• Extract
A Toronto-area daycare provider convicted of manslaughter in a toddler’s death was sentenced to six years in prison Monday, after a judge determined she was “a good person who did a bad thing.”
April Luckese was found guilty in March in the death of 14-month-old Duy-An Nguyen. The judge presiding over her case found the 41-year-old woman had lost her patience and assaulted the child, causing a skull fracture.
The little girl was discovered unconscious and unresponsive in Luckese’s Mississauga, Ont., home — an unlicensed daycare centre — on Jan. 5, 2011. She died in hospital two days later.
“I have no doubt that Ms. Luckese is a good person who did a bad thing,” said Justice Gordon Lemon, as he delivered Luckese’s sentence in a Brampton, Ont., courtroom. “What has occurred is a tragedy… Ms. Luckese and her family is only one half of the tragedy. The Nguyens lost their first child at 14 months through no fault of theirs.”

• Problem
Extend the news report on the sentencing in the Mississauga toddler's death, beginning right after its final sentence. The material that comes next has no connection to the text.

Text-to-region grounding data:

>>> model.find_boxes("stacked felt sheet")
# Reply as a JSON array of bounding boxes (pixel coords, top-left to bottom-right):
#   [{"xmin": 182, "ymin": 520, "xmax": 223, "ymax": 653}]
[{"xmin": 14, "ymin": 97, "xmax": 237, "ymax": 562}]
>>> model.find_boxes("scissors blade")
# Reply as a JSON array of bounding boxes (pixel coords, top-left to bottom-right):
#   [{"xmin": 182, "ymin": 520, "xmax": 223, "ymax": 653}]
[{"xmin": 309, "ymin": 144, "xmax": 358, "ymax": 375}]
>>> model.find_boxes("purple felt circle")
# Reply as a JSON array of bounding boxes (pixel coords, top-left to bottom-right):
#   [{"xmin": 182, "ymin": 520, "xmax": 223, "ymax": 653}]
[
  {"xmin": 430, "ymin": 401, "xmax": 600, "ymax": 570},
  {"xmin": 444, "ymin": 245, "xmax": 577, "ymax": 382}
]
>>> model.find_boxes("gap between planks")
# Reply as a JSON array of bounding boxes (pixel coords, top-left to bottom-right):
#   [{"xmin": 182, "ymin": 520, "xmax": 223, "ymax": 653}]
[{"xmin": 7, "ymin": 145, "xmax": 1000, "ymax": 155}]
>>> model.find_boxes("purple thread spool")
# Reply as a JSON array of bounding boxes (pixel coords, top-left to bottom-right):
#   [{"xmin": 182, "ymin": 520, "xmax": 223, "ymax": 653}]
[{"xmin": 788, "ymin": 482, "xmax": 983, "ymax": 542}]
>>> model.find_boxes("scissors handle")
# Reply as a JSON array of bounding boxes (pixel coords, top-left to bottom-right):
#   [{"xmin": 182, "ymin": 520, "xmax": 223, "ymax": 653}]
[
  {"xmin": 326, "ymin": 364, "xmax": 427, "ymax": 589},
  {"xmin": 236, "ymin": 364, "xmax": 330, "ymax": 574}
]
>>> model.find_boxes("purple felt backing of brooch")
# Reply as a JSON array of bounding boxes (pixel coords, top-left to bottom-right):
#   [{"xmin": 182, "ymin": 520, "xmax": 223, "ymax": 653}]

• Response
The Crown had asked for eight to nine years behind bars for Luckese, while the defence had argued for a suspended sentence and a three-year probation term which would include 240 hours of community service.
Lemon, in considering both sides, noted that while Luckese had shown remorse, she had not pleaded guilty.
He determined that a suspended sentence would not go far enough. Taking into account time spent in pre-trial custody, Luckese has to serve a term of five years and 11 months in prison.
Luckese, who has two young children of her own, was a respected and experienced daycare provider who is now unemployed and dealing with anxiety, depression and post-traumatic stress disorder, Lemon noted.
Duy-An first attended Luckese’s daycare on Jan. 4. 2011. On the following day, when Luckese was caring for seven children under the age of three, Duy-An was crying throughout the day, court heard.
At one point, Luckese momentarily lost her patience and assaulted Duy-An, and then failed to get medical attention for the child despite being aware something was wrong, Lemon found, noting that Luckese told a detective she’d never seen a child that “lifeless.”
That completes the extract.